Eine Meinung, die längst nicht alle teilen. Grüne, SPD und Linke im Kreistag weigerten sich, die vorgeschlagene Erhöhung mitzutragen. Auch wenn die Rechnung nachvollziehbar sei, begründete Grünen-Fraktionssprecher Rainer Moritz seine Haltung. „Überall wird subventioniert. Es gerade dort nicht zu tun, wo ein wichtiger Beitrag zur Verkehrswende geleistet wird, halten wir für falsch.“ FW-Fraktionschef Bernhard Richter warf den Verweigerern im Gegenzug „Unredlickeit“ vor: „Sie sitzen in Berlin in der Regierung und könnten dort für die passenden Rahmenbedingungen sorgen, aber sie tun es nicht“, so Richters Attacke auf Sozialdemokraten und Grüne. Steffen Weigel (SPD) sieht seine Fraktion in der Frage, woher das Geld für den Ausbau des ÖPNV kommen soll, hingegen seit Jahren auf einem klaren Kurs: „Wir haben immer betont, dass es neue Finanzierungsströme braucht“, sagte Wendlingens Bürgermeister. „Für uns ist klar, dass sich der kommunale Steuerzahler an Verbesserungen beteiligen muss.“

Seit Jahren entzündet sich in der Kreispolitik ein Streit an der Frage, ob in erster Linie der Preis bei der Akzeptanz im ÖPNV eine Rolle spiele. Der Landrat hat da seine Zweifel. Der Erfolg des Neun-Euro-Tickets lasse sich nicht ohne Weiteres übertragen. „Das hat uns diesen Sommer auf attraktiven Strecken vor allem einen außerordentlichen Ausflugsverkehr beschert.“ Wie ein verbilligtes Ticket künftig aussehen könnte, sei zur Stunde völlig unklar, urteilt Stammler, der in der Experten-Kommission mit dem VVS beratend tätig ist. Er hält die Einführung eines 69-Euro-Tickets für die wahrscheinlichste Variante. Zu mehr dürften die drei Milliarden Euro, die sich Bund und Länder teilen, aus seiner Sicht kaum reichen.

○ ○ ○

▶ **AUFGABENSTELLUNG 1**: Bitte nenne alle Personen, die im Text zur ÖPNV-Finanzierung namentlich erwähnt werden.
▶ **AUFGABENSTELLUNG 2**: Schreibe aus dem Text zur ÖPNV-Finanzierung die Passage von „Seit Jahren entzündet“ bis einschließlich „Sicht kaum reichen.“ wortgetreu ab.

○ ○ ○

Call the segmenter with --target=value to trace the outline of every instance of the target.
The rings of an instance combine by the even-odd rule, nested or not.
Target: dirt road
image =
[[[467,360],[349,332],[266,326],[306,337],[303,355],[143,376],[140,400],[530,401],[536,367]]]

○ ○ ○

▶ **LÖSUNG 1**: Rainer Moritz, Bernhard Richter, Steffen Weigel, Stammler

▶ **LÖSUNG 2**:
Seit Jahren entzündet sich in der Kreispolitik ein Streit an der Frage, ob in erster Linie der Preis bei der Akzeptanz im ÖPNV eine Rolle spiele. Der Landrat hat da seine Zweifel. Der Erfolg des Neun-Euro-Tickets lasse sich nicht ohne Weiteres übertragen. „Das hat uns diesen Sommer auf attraktiven Strecken vor allem einen außerordentlichen Ausflugsverkehr beschert.“ Wie ein verbilligtes Ticket künftig aussehen könnte, sei zur Stunde völlig unklar, urteilt Stammler, der in der Experten-Kommission mit dem VVS beratend tätig ist. Er hält die Einführung eines 69-Euro-Tickets für die wahrscheinlichste Variante. Zu mehr dürften die drei Milliarden Euro, die sich Bund und Länder teilen, aus seiner Sicht kaum reichen.